**Given passage:**
......

Public markets are shrinking, with the number of publicly traded companies declining by more than 40% over a 25 year period.* This has resulted in investors chasing a shrinking number of investment opportunities across traditional asset classes. In addition, private companies are playing an increasingly important role in today's economy, representing significant growth potential. Dedicating some portion of a portfolio to alternatives could help you take advantage of this growth potential.
Alternative investments can provide access to strategies that traditional asset classes, such as stocks and bonds, or traditional "buy-and-hold" strategies, cannot, making them more appealing to sophisticated investors. Alternatives typically have a low correlation to traditional assets, meaning that they tend to respond differently to various market conditions, which can improve a portfolio's diversification and help with risk management. For example, some strategies, such as middle market direct lending or real assets, may be better able to weather economic conditions, such as inflation, than traditional assets. In addition, although some alternative investments may sometimes come with higher risk than traditional investments , they may also offer higher return potential.
*Source: World Bank—World Federation of Exchanges, 2022. -
What is the difference between liquid, intermittent and illiquid alternatives?

......

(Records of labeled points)

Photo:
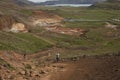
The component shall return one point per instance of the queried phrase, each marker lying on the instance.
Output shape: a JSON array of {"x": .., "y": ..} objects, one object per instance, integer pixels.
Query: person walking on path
[{"x": 57, "y": 57}]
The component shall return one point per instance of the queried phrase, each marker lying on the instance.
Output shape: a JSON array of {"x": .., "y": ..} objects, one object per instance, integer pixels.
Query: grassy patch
[
  {"x": 7, "y": 65},
  {"x": 22, "y": 42}
]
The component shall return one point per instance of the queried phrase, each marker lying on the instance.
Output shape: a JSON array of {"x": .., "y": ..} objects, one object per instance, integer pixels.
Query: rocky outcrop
[
  {"x": 18, "y": 27},
  {"x": 112, "y": 26},
  {"x": 9, "y": 23}
]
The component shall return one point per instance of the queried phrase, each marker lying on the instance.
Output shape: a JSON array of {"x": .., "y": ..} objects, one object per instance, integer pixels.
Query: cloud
[{"x": 39, "y": 0}]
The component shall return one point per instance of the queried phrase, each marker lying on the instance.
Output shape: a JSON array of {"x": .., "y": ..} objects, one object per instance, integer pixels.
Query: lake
[{"x": 72, "y": 5}]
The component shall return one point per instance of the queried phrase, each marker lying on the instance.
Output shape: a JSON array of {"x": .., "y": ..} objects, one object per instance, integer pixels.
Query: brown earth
[
  {"x": 67, "y": 31},
  {"x": 91, "y": 68},
  {"x": 39, "y": 67}
]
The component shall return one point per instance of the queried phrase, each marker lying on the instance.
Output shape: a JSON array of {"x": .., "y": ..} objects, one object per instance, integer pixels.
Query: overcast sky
[{"x": 39, "y": 0}]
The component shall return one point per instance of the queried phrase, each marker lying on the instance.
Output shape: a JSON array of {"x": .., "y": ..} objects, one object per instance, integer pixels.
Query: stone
[{"x": 22, "y": 72}]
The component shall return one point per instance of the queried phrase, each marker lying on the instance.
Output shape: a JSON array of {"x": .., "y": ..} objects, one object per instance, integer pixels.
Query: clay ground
[{"x": 90, "y": 68}]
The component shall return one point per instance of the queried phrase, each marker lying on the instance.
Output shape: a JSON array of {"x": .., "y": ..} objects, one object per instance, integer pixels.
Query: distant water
[{"x": 72, "y": 5}]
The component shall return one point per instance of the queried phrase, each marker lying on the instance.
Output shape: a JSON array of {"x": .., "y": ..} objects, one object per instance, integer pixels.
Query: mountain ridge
[{"x": 70, "y": 2}]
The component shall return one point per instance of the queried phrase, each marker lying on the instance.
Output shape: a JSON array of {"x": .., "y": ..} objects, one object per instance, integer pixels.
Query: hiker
[
  {"x": 57, "y": 57},
  {"x": 24, "y": 55}
]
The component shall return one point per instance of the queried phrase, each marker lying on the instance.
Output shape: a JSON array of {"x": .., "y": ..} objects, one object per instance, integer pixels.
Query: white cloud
[{"x": 39, "y": 0}]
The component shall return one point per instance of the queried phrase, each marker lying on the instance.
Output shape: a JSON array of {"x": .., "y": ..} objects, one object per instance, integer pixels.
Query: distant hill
[
  {"x": 70, "y": 2},
  {"x": 24, "y": 2},
  {"x": 109, "y": 4}
]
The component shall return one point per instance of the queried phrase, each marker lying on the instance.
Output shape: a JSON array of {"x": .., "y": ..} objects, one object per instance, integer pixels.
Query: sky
[{"x": 39, "y": 0}]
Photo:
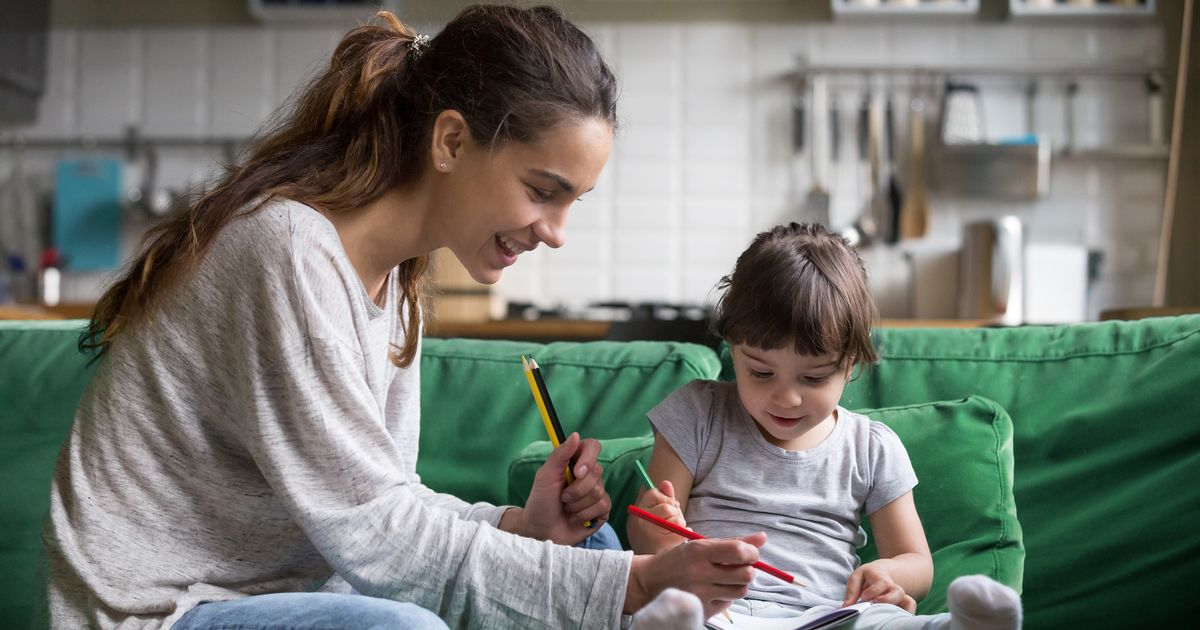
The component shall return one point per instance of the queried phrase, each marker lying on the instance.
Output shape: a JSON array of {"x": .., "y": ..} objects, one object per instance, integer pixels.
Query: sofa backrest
[
  {"x": 478, "y": 412},
  {"x": 1107, "y": 445},
  {"x": 41, "y": 379}
]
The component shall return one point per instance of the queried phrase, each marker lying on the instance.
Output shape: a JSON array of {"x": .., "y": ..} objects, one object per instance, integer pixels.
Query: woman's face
[{"x": 508, "y": 201}]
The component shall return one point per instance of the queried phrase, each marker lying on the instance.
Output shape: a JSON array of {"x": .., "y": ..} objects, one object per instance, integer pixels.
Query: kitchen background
[{"x": 1047, "y": 132}]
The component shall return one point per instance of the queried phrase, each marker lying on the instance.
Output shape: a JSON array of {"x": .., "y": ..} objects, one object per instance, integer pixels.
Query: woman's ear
[{"x": 450, "y": 133}]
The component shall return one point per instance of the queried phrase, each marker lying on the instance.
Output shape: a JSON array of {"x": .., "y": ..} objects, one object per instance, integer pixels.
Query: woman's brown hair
[
  {"x": 363, "y": 126},
  {"x": 803, "y": 286}
]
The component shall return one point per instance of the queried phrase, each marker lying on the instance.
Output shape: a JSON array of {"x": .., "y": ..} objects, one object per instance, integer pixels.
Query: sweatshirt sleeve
[{"x": 318, "y": 436}]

......

**Problems to solve:**
a - Retype the passage on alternative investments word for word, starting at "Alternative investments can" and ending at "higher return potential.".
b - Pick up the passage on alternative investments after its last line and keep writing it.

**Responses:**
a -
Alternative investments can provide access to strategies that traditional asset classes, such as stocks and bonds, or traditional "buy-and-hold" strategies, cannot, making them more appealing to sophisticated investors. Alternatives typically have a low correlation to traditional assets, meaning that they tend to respond differently to various market conditions, which can improve a portfolio's diversification and help with risk management. For example, some strategies, such as middle market direct lending or real assets, may be better able to weather economic conditions, such as inflation, than traditional assets. In addition, although some alternative investments may sometimes come with higher risk than traditional investments , they may also offer higher return potential.

b -
Liquidity refers to how easily an investment can be sold. Alternative investments are offered in a range of liquidity levels, in which the ability to sell or redeem an investment can be limited. The liquidity of an investment can be considered across two dimensions—the liquidity of the fund (i.e., ability to sell) and the liquidity of the underlying assets within the fund. It is important for you to understand a fund’s liquidity terms and risks before investing.
- Liquid alternatives
Liquid alternatives usually invest in securities that primarily trade in public markets. Structured as ETFs and mutual funds, they are valued on a daily basis and can be sold at your discretion based on the current NAV or market price. - Intermittent liquidity alternatives
These types of funds may offer share repurchase programs that allow you to redeem a portion of your investment, often known as "tender windows" or "repurchase periods." The key differentiator of intermittently liquid funds is that investors typically can only sell their shares back to the fund periodically, on a specified redemption schedule and only at specified intervals. However, in exchange for limited liquidity, these funds may offer the potential for higher returns. This is referred to as an "illiquidity premium." - Illiquid alternatives
These funds invest in assets through private market transactions. Illiquid funds may also be subject to a "lock-up period," during which time the investment cannot be sold, often for a period of many years. However, in exchange for tying up capital for longer periods of time, illiquid alternatives typically offer the potential for higher returns. This is referred to as an "illiquidity premium."
Liquidity is important as you consider your overall portfolio and planning, including any potential liquidity needs during the time your investment may be locked up, your household financial situation, your emergency funds, your investment time horizon, and your comfort with risk. Before investing in a fund, please review the risk disclosures and liquidity terms, which are described in each fund’s prospectus or other offering documents.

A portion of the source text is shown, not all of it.